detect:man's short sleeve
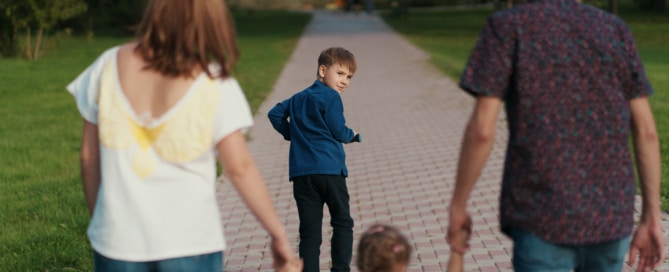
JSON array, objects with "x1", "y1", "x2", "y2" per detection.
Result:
[
  {"x1": 619, "y1": 23, "x2": 654, "y2": 99},
  {"x1": 212, "y1": 78, "x2": 254, "y2": 144},
  {"x1": 459, "y1": 15, "x2": 516, "y2": 98}
]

- - - - -

**Task objective:** Would you return the records exactly, keeping out every picture?

**Output for this task:**
detect:man's short sleeve
JSON array, objects with "x1", "y1", "x2", "y2" per detection.
Result:
[
  {"x1": 619, "y1": 23, "x2": 654, "y2": 99},
  {"x1": 212, "y1": 78, "x2": 254, "y2": 144},
  {"x1": 459, "y1": 15, "x2": 516, "y2": 98}
]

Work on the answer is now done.